++++ GIVEN RECORDS ++++

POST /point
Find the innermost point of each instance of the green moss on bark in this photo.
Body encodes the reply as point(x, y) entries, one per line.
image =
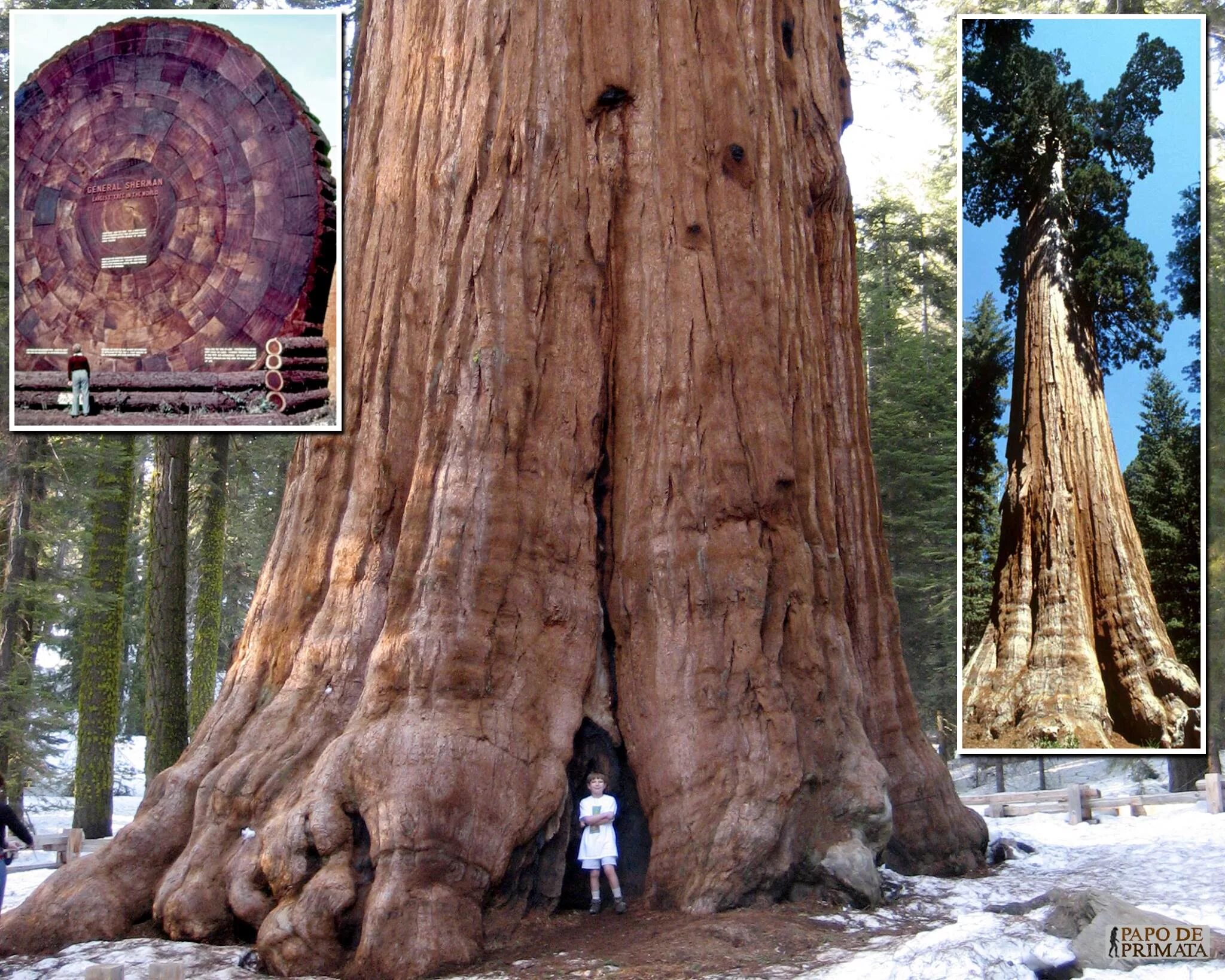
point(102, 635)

++++
++++ GIVEN RECORDS ++++

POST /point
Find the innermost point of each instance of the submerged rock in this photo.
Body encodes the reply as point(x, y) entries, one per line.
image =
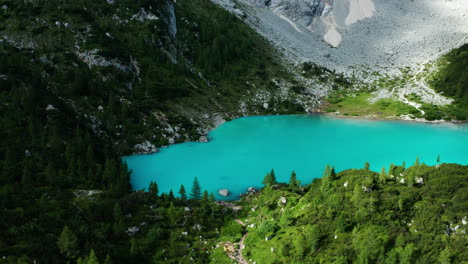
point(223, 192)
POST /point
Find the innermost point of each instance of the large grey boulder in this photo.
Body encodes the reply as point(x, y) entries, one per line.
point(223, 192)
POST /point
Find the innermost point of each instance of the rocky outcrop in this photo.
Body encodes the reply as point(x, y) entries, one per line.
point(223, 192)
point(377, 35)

++++

THE EXERCISE: Locate every line in the rows above that contains the string "photo", matching case exactly, and copy each such line in full.

EXERCISE SOLUTION:
Find the innermost point of each instance of the green moss on bark in this photo.
Find the innermost point of each instance of the submerged rock in this photo.
Find the innermost point of each instance of the large grey boulder in this photo.
Find the innermost point of each instance of the rocky outcrop in this photo.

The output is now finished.